▸ **Exercise objective**: In the records that follow, find each line containing "tree" and copy it.

BEGIN Dataset excerpts

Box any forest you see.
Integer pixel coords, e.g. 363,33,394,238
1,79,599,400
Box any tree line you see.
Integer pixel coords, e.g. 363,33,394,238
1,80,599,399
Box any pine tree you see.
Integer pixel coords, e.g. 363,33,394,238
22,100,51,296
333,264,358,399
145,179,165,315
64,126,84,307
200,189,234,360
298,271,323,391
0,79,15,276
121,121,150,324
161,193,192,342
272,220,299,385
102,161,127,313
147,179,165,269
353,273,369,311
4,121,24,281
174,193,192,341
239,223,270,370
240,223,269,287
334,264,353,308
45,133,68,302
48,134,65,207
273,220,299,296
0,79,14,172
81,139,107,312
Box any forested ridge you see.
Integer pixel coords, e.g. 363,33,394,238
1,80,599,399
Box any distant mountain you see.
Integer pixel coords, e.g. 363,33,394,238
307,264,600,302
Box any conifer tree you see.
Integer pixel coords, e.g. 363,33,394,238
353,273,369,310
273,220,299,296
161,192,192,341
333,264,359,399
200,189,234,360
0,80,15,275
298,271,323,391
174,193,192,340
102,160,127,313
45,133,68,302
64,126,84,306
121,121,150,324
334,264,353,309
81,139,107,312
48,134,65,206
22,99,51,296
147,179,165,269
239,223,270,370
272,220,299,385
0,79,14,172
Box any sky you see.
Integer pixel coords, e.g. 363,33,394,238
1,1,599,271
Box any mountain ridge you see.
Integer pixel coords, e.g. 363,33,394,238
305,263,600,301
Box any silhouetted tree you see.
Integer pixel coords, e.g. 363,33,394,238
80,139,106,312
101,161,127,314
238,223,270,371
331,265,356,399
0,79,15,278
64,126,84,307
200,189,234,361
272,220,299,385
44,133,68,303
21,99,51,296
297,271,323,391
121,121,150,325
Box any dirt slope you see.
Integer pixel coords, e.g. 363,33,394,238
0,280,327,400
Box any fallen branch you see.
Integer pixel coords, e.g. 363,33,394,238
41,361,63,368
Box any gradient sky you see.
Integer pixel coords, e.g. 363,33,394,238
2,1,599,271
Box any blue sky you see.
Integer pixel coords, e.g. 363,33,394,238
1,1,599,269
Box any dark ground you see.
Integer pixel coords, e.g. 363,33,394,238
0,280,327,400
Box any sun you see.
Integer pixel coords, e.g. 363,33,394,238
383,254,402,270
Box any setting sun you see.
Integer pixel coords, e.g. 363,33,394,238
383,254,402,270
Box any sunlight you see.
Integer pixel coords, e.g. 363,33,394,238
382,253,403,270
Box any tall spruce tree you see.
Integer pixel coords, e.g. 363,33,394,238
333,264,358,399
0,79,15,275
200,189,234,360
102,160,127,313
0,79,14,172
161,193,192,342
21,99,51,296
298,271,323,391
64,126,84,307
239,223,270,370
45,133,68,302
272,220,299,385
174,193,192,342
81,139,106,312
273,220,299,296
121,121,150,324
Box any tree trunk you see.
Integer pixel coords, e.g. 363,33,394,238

END Dataset excerpts

▸ **Written solution**:
Box any tree line you see.
Box any pine tree you see.
Box any conifer tree you see.
Box any silhouetted tree you see.
Box any tall spruce tree you see.
Box any tree trunk you see.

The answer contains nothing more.